PROBLEM | Copy out, character for character, the lines of the items below, beginning with the line that contains "green grass pitch" and continuing through the line that contains "top-left (281, 159), bottom-right (289, 180)". Include both of those lines and nothing outside that span.

***** DATA LISTING *****

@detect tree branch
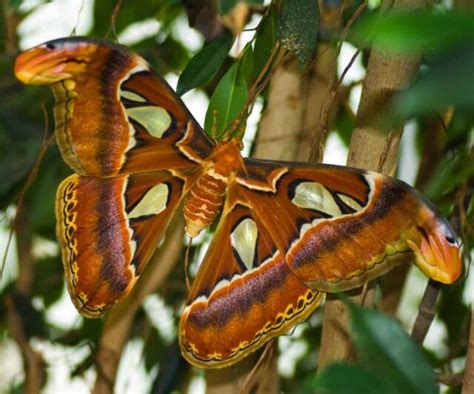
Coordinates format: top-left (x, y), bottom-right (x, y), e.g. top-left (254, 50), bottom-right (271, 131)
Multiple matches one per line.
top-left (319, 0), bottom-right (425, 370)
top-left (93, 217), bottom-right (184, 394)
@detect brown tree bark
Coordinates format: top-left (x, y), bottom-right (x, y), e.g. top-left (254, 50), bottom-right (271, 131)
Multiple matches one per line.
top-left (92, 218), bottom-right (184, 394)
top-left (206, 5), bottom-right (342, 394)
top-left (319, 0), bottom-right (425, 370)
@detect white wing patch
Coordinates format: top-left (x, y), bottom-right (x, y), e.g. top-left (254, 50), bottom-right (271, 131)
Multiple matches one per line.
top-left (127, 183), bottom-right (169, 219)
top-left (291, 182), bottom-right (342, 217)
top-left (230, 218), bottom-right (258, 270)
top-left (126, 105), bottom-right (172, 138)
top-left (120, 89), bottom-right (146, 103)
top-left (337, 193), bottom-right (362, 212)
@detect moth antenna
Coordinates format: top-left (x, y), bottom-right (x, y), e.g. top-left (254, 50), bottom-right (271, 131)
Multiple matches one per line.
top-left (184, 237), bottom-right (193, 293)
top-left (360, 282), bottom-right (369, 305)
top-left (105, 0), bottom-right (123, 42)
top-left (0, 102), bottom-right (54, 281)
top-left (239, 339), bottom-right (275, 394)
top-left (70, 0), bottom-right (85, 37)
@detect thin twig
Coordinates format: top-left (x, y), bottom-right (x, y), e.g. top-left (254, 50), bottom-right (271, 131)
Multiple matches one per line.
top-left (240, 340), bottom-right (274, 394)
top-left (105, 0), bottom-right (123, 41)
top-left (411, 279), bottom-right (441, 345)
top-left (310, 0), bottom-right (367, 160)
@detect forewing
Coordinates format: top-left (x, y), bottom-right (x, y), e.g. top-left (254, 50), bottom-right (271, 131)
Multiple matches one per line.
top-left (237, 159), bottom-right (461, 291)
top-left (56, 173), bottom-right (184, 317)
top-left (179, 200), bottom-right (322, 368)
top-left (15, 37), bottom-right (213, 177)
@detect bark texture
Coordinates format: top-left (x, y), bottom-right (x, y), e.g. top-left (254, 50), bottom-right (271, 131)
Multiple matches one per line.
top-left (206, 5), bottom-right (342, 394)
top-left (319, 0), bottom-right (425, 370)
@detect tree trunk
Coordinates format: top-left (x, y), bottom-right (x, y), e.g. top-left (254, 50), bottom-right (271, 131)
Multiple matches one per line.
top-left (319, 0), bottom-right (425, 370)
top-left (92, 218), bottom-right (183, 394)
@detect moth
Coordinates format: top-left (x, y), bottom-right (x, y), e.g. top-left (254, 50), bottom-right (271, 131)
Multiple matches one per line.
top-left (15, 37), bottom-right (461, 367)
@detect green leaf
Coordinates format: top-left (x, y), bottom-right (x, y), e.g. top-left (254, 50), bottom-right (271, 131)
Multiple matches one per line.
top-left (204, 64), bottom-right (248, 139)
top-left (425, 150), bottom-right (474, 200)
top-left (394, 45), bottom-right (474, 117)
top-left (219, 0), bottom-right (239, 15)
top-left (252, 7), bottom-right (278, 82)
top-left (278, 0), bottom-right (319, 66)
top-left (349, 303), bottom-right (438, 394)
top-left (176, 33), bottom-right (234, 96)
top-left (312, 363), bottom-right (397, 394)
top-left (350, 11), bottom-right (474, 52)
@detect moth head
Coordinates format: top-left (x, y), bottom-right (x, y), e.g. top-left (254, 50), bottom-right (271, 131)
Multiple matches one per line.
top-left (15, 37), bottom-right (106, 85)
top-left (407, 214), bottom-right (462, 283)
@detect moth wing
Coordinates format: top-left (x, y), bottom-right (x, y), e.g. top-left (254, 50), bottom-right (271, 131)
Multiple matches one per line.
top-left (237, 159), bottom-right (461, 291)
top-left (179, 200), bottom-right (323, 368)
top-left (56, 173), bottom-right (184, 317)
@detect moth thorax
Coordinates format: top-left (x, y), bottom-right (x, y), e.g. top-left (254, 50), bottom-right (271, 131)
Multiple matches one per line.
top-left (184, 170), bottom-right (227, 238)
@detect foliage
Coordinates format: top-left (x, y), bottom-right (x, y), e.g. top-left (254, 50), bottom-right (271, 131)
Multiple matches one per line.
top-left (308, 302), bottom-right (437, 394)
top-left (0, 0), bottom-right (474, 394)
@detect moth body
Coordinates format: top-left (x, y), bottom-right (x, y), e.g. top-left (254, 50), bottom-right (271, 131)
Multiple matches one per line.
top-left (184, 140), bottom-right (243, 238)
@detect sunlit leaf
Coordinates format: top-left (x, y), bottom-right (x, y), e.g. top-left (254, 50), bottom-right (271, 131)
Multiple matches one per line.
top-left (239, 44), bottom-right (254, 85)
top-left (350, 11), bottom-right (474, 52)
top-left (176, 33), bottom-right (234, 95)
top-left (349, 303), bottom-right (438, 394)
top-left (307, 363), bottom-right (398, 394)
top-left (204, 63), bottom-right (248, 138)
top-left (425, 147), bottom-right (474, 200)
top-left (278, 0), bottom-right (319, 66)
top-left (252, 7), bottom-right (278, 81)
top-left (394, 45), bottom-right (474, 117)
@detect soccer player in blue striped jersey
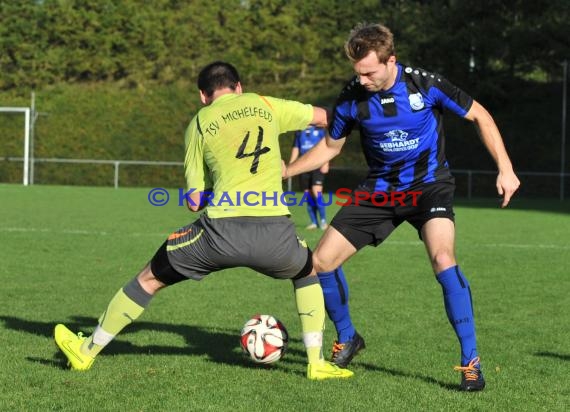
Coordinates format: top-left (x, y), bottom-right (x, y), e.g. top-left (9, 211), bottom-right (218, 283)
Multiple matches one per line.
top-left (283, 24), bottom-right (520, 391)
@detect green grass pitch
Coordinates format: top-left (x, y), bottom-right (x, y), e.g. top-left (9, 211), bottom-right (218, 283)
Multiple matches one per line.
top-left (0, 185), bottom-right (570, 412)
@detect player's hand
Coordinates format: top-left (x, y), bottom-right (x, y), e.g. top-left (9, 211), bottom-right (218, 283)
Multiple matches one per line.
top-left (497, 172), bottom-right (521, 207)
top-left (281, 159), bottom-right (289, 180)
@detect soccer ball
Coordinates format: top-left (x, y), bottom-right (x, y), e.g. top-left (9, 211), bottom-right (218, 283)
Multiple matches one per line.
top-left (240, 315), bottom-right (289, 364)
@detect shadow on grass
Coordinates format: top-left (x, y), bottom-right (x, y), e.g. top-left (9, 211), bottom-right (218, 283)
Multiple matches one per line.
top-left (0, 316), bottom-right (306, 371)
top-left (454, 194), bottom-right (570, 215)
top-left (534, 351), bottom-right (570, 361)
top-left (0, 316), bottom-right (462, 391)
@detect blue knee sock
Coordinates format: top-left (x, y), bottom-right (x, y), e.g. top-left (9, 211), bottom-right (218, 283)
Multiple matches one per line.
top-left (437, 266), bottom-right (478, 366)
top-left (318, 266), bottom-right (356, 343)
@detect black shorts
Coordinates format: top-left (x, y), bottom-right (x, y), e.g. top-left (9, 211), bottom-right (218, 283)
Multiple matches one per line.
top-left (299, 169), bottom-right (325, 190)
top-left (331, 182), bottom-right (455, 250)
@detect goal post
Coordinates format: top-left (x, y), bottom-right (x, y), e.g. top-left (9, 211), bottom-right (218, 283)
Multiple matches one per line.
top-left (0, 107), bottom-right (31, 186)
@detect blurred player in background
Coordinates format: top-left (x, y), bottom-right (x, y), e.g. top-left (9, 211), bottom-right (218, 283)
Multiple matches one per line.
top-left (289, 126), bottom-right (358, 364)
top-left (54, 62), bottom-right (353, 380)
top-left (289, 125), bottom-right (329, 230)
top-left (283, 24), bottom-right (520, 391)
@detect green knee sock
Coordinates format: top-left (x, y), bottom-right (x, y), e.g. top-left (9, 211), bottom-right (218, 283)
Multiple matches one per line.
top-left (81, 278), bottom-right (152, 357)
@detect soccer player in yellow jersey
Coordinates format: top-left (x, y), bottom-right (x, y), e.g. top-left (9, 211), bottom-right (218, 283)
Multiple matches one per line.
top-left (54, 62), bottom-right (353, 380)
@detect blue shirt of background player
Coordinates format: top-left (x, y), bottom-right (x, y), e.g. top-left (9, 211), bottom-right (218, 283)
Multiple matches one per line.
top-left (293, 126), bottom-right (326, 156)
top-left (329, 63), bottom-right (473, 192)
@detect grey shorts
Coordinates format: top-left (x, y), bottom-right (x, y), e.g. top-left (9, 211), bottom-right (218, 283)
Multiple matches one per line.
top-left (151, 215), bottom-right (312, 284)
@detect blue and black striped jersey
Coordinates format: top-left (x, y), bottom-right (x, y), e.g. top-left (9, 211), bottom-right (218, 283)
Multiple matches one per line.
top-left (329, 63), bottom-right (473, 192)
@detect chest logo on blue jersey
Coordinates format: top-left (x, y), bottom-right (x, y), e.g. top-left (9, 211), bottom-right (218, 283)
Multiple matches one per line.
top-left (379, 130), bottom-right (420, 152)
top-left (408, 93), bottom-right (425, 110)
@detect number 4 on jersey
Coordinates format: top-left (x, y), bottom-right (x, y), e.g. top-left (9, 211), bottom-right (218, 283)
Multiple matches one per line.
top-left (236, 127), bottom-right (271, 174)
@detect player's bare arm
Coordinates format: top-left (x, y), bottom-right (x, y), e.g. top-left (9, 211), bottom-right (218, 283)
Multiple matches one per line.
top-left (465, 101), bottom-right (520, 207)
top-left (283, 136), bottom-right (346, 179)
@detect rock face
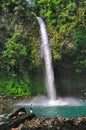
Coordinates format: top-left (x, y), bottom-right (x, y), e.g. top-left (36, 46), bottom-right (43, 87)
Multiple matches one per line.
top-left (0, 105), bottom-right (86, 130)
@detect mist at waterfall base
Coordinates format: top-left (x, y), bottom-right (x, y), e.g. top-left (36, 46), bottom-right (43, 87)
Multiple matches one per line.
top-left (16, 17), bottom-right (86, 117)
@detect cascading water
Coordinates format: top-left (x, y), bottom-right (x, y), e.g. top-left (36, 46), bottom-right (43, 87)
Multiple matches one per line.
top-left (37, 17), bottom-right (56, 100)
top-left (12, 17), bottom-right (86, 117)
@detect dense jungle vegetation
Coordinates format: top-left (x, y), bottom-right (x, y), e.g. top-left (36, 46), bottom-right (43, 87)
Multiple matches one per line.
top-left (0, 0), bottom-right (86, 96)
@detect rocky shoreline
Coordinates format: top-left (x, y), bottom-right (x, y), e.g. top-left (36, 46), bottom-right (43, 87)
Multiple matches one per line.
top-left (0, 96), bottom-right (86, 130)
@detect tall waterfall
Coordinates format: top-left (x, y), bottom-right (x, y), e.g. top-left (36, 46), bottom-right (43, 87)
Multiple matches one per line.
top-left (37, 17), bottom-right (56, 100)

*****

EXERCISE RESPONSE |
@detect green grass pitch
Coordinates format: top-left (x, y), bottom-right (x, y), e.g. top-left (9, 211), bottom-right (218, 283)
Multiple matches one per line.
top-left (0, 185), bottom-right (570, 412)
@detect player's hand
Coordinates format: top-left (x, y), bottom-right (x, y), e.g. top-left (9, 211), bottom-right (218, 283)
Multiple matches one per line.
top-left (497, 172), bottom-right (521, 207)
top-left (281, 159), bottom-right (289, 180)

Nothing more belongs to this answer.